### TEXT PROVIDED
>> begin
The conclusion -- that the Exodus did not happen at the time and in the manner described in the Bible -- seems irrefurtable when we examine the evidence at specific sites where the children of Israel were said to have camped for extended periods during their wandering in the desert (Numbers 33) and where some archaeological indication -- if present -- would almost certainly be found. According to the biblical narrative, the children of israel camped at Kadesh-barnea for thirty eight of the forty years of the wanderings. The general location of this place is clear from the description of the southern border of the land of Israel in Numbers 34. It has been identified by archaeologists with the large and well-watered oasis of Ein el-Qudeirat in eastern Sinai, on the border between modern Israel and Egypt. The name Kadesh was probably preserved over the centuries in the name of a nearly smaller spring called Ein Qadis. A small mound with the remains of a late Iron Age fort stands at the center of this oasis. Yet repeated excavations and surveys through the entire area have not provided even the slightest evidence for activity in the Late Bronze Age, not even a single sherd left by a tiny fleeing band of frightened refugees.
>> end
Render this sentence from the passage on the Exodus and Kadesh-barnea in Spanish: "A small mound with the remains of a late Iron Age fort stands at the center of this oasis." The material that comes next is separate from the passage on the Exodus and Kadesh-barnea.

### STORED RECORDS
>> begin
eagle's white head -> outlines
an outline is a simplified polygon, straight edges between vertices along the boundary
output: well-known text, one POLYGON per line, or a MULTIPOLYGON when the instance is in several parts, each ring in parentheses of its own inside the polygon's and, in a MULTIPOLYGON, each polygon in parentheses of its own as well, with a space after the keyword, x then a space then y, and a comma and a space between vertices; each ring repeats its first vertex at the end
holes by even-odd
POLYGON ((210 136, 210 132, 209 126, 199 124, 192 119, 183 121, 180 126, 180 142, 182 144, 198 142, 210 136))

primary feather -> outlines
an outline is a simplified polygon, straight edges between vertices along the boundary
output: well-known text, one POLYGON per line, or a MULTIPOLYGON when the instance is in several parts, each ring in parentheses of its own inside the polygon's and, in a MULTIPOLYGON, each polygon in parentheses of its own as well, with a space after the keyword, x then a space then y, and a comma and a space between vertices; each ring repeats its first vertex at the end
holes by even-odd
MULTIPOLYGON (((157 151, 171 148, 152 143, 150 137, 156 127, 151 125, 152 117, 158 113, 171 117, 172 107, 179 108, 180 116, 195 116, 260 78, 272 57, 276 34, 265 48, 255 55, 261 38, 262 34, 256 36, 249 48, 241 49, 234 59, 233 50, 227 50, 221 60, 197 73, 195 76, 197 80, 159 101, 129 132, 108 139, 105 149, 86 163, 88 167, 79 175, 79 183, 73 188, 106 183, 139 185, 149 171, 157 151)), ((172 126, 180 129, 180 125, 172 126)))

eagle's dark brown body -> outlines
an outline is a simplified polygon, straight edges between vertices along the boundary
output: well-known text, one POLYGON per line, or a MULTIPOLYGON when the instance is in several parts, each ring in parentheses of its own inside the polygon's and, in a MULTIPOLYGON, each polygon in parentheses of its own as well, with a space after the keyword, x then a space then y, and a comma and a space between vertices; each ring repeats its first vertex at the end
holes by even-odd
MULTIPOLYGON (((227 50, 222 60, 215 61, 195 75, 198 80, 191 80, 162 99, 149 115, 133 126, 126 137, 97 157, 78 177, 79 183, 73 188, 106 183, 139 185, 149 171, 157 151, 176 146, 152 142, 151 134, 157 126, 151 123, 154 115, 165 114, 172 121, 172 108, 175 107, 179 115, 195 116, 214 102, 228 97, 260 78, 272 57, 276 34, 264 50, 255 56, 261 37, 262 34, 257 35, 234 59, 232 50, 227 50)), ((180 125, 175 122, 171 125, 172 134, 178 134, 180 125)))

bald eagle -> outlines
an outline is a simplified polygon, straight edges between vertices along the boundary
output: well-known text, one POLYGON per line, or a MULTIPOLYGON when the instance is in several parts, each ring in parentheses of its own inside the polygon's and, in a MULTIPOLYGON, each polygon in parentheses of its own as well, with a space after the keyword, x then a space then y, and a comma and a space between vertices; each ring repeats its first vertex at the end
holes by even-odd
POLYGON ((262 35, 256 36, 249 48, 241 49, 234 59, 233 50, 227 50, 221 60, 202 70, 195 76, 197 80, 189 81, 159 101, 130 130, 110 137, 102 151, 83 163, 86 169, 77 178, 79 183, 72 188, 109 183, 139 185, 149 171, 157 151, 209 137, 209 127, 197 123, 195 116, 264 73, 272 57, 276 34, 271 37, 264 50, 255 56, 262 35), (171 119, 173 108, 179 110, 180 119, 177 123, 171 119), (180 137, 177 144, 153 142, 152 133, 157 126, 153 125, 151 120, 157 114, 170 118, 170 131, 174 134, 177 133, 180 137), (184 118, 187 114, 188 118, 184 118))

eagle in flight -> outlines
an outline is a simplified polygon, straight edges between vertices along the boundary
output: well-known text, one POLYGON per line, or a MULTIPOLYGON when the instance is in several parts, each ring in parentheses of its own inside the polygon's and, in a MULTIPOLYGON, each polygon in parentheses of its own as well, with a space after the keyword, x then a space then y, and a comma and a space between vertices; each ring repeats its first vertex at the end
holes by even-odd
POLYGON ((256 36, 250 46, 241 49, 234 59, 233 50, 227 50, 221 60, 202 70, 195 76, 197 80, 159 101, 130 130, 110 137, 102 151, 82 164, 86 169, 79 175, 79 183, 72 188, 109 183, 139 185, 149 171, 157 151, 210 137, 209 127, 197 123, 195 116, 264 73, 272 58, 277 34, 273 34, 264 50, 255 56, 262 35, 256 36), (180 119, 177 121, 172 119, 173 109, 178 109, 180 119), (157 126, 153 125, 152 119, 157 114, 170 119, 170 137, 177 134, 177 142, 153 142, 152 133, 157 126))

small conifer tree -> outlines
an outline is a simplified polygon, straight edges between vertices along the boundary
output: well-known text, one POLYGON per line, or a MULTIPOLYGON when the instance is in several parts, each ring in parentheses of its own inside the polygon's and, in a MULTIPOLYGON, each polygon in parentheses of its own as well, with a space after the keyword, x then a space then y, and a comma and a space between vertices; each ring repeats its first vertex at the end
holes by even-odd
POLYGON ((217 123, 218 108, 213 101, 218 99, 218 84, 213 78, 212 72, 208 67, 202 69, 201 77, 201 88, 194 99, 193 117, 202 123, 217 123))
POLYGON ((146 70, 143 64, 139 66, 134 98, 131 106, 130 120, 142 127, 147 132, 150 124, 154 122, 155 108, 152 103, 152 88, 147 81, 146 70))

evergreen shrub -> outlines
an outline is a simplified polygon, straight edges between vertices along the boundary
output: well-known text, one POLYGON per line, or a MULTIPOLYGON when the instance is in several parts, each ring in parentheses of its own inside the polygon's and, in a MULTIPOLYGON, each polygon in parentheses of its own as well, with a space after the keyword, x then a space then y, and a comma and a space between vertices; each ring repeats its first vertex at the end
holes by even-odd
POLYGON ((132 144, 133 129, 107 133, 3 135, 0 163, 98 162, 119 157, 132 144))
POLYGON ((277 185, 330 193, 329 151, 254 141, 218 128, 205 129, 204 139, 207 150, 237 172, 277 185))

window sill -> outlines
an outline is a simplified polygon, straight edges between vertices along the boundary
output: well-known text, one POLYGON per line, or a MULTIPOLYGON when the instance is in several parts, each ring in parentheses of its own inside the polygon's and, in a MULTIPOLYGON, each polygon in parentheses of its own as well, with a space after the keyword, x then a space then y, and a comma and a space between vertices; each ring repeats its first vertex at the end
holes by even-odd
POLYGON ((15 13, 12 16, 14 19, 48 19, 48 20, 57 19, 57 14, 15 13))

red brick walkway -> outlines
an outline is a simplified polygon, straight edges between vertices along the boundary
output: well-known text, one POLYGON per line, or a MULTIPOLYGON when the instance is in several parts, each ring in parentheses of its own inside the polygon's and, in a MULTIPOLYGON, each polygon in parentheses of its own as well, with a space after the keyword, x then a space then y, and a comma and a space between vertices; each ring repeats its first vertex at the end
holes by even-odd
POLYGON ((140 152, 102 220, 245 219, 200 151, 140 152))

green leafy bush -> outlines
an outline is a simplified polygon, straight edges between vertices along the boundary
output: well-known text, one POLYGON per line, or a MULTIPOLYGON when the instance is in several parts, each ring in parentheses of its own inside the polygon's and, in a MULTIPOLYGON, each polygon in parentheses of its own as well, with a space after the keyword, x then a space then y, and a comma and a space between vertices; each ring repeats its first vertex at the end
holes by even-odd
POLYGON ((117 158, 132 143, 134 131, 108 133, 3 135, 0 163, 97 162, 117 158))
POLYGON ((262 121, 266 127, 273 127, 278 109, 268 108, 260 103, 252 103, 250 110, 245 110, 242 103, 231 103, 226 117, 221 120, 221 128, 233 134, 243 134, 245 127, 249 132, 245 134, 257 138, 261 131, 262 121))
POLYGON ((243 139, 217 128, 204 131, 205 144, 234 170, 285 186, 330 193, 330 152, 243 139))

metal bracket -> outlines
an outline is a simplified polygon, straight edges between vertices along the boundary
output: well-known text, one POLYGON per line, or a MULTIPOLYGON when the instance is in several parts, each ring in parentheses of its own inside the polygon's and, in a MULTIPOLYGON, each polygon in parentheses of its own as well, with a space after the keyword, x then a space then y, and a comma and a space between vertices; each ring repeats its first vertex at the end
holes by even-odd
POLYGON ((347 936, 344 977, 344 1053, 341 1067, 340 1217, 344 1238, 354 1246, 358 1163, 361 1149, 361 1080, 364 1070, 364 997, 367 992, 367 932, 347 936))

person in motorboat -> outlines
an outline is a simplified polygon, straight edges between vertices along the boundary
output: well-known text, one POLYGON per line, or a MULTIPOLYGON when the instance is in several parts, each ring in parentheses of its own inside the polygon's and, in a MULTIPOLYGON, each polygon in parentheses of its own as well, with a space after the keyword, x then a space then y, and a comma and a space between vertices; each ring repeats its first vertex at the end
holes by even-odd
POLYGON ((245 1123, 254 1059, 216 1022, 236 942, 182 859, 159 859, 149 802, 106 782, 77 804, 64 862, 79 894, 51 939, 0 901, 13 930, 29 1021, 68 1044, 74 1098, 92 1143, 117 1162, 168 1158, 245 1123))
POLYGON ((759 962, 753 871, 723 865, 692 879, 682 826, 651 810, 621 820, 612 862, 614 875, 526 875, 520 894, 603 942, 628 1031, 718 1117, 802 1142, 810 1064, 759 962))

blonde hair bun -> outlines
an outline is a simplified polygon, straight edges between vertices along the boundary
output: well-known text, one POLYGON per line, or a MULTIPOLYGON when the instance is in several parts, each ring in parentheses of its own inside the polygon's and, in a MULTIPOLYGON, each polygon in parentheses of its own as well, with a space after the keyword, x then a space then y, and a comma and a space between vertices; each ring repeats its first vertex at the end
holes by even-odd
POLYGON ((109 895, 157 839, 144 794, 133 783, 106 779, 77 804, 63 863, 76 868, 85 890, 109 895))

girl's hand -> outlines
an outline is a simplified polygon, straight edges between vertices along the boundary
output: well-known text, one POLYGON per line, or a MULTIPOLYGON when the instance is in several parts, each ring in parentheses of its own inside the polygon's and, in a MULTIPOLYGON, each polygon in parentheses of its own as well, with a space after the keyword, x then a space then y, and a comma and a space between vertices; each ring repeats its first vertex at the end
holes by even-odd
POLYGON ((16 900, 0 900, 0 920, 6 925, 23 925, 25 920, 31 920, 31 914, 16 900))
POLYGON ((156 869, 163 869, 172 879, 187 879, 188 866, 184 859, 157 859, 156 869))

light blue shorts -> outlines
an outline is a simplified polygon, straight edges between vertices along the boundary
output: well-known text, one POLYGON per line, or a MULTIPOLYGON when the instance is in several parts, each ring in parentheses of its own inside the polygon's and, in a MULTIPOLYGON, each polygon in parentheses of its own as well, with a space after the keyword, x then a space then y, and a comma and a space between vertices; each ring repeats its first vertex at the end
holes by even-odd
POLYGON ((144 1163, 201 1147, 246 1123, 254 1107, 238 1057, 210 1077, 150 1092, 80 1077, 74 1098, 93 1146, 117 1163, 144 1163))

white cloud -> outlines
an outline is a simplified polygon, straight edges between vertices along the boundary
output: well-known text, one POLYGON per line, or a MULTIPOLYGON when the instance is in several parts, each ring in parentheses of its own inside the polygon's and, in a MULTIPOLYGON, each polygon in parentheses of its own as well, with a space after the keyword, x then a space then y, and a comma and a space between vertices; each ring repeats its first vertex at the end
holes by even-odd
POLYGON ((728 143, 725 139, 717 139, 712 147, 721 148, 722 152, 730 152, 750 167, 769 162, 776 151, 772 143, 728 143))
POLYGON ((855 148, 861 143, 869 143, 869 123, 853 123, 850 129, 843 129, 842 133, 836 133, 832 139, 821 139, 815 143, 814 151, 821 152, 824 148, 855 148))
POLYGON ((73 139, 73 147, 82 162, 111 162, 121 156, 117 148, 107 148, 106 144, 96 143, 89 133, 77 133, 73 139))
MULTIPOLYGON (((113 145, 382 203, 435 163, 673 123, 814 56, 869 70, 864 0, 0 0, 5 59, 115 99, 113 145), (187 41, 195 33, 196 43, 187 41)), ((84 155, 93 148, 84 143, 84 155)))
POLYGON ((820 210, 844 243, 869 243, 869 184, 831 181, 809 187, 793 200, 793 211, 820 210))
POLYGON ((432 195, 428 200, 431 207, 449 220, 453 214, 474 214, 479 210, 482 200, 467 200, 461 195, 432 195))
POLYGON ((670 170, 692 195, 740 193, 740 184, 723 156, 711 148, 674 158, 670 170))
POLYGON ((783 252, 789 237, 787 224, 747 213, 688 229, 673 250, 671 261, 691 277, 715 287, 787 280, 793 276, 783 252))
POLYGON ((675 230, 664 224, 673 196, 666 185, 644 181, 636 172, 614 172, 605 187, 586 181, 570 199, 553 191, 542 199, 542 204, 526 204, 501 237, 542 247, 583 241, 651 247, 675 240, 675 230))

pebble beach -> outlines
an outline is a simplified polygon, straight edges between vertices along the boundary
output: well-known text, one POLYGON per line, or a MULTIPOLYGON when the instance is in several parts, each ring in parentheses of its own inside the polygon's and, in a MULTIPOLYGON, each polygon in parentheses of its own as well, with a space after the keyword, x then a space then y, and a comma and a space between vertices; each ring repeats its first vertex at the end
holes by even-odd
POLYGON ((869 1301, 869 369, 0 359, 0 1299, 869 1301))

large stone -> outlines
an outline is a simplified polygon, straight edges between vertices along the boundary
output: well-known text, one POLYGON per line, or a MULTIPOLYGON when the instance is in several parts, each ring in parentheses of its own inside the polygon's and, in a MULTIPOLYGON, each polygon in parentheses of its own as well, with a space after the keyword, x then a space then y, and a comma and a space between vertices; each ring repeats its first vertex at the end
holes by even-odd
>> end
### RESPONSE FOR THIS EXERCISE
Un pequeño montículo con los restos de una fortaleza de la Edad del Hierro tardía se alza en el centro de este oasis.